*WORK REQUIRED:*
Repeat the listing below word for word, keeping every line the same.

Annotation dataset entries
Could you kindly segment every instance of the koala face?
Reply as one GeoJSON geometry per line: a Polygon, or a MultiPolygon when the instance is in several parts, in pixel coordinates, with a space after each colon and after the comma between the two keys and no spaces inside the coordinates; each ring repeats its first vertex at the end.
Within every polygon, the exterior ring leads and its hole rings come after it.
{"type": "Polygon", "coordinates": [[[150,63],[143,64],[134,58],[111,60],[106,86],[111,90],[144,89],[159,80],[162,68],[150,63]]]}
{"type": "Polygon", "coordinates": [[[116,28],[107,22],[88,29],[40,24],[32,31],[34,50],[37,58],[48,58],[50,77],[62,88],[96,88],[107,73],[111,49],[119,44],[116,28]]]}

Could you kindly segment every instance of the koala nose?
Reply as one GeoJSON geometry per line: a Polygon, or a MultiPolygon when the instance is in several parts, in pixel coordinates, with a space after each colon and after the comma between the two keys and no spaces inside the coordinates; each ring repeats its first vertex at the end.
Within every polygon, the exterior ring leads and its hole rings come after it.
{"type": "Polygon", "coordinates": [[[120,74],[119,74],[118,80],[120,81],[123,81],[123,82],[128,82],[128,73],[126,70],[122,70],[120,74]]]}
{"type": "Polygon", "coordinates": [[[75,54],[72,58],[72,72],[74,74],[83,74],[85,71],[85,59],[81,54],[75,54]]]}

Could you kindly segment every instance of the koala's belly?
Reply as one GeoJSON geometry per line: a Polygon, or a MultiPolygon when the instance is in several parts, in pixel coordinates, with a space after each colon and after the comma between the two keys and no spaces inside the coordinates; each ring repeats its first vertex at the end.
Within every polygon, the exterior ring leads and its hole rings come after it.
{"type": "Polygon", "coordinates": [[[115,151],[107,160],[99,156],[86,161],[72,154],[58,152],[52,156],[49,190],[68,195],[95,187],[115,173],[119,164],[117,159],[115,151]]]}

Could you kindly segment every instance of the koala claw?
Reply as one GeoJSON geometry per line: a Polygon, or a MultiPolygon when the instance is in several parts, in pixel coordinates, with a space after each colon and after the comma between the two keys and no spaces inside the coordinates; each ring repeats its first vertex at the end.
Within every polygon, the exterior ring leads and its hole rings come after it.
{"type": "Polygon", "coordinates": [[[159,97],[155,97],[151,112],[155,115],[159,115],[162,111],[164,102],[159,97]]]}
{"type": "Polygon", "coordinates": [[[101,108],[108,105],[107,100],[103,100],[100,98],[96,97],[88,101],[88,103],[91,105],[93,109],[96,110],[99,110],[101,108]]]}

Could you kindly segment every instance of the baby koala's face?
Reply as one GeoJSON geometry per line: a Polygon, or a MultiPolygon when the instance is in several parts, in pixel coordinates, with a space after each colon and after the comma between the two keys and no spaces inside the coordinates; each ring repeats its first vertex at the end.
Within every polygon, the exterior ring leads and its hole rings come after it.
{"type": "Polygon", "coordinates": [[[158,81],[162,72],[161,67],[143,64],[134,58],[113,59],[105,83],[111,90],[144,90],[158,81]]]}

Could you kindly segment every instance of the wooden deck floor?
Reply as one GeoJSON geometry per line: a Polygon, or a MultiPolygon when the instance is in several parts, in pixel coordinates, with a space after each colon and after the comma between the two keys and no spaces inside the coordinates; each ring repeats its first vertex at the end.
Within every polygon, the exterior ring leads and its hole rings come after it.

*SOLUTION BELOW:*
Could you kindly segment every instance of the koala face?
Reply as one GeoJSON geometry per line: a Polygon, or a MultiPolygon when the instance is in several parts, in pixel coordinates, with a space after each colon and after the comma between the two keys and no spaces inside the coordinates; each ring repeats its first vertex at the end.
Within every polygon, the exterior ring leads and its hole rings come after it.
{"type": "Polygon", "coordinates": [[[150,63],[143,64],[134,58],[111,60],[106,86],[111,90],[144,89],[159,80],[162,68],[150,63]]]}
{"type": "Polygon", "coordinates": [[[116,28],[107,22],[88,29],[40,24],[32,31],[34,50],[37,58],[48,58],[50,77],[62,88],[96,88],[107,73],[111,49],[119,44],[116,28]]]}

Could you kindly segment every instance of the koala nose?
Reply as one GeoJSON geometry per line: a Polygon, or a MultiPolygon when the instance is in several parts, in pixel coordinates, with a space after each colon and after the comma between the two keys and no spaces inside the coordinates; each ring repeats its first vertex at the end.
Within every polygon, the exterior ring leads and its hole rings come after it.
{"type": "Polygon", "coordinates": [[[120,74],[119,74],[118,80],[120,81],[123,81],[123,82],[128,82],[128,73],[126,70],[122,70],[120,74]]]}
{"type": "Polygon", "coordinates": [[[75,54],[72,58],[72,72],[74,74],[83,74],[85,71],[85,59],[81,54],[75,54]]]}

Could you kindly segment every instance of the koala's belly?
Reply as one GeoJSON geometry per line: a Polygon, or a MultiPolygon when the instance is in several parts, in pixel coordinates, with a space after each colon and after the comma between the two keys and no spaces inside the coordinates; each ring repeats its first vertex at the end.
Within every polygon, the exterior ring leads and its hole rings come after it.
{"type": "Polygon", "coordinates": [[[115,151],[107,160],[99,156],[86,161],[72,154],[58,152],[52,156],[49,190],[68,195],[95,187],[115,173],[119,164],[117,159],[115,151]]]}

Could you kindly segment every instance of the koala claw?
Reply as one GeoJSON geometry per line: a Polygon, or a MultiPolygon when the instance is in several parts, in pixel coordinates, with a space after each colon and after the comma between the two keys and no spaces inside the coordinates; each ring repeats its first vertex at the end.
Within every polygon, the exterior ring leads and its hole rings come after it.
{"type": "Polygon", "coordinates": [[[159,97],[155,97],[151,112],[155,115],[159,115],[162,111],[164,102],[159,97]]]}
{"type": "Polygon", "coordinates": [[[101,108],[108,105],[107,100],[103,100],[100,98],[96,97],[88,101],[88,103],[91,105],[93,109],[96,110],[99,110],[101,108]]]}

Could you kindly segment every instance of the baby koala's face?
Reply as one GeoJSON geometry per line: a Polygon, or a MultiPolygon when the instance is in several parts, in pixel coordinates, with a space after each colon and after the comma between the two keys and no spaces inside the coordinates; each ring repeats its first vertex at the end.
Within every polygon, the exterior ring leads and its hole rings come after it.
{"type": "Polygon", "coordinates": [[[158,81],[162,72],[161,67],[143,64],[134,58],[113,59],[105,83],[111,90],[144,90],[158,81]]]}

Could you kindly segment every instance of the wooden deck floor?
Reply as one GeoJSON geometry per line: a Polygon, or a MultiPolygon when the instance is in several parts, in pixel coordinates, with a space after each colon and after the comma between the two keys and no spaces inside the coordinates; each ring repeats its first vertex at the end.
Within every polygon, the exterior ring leads and its hole rings come after it.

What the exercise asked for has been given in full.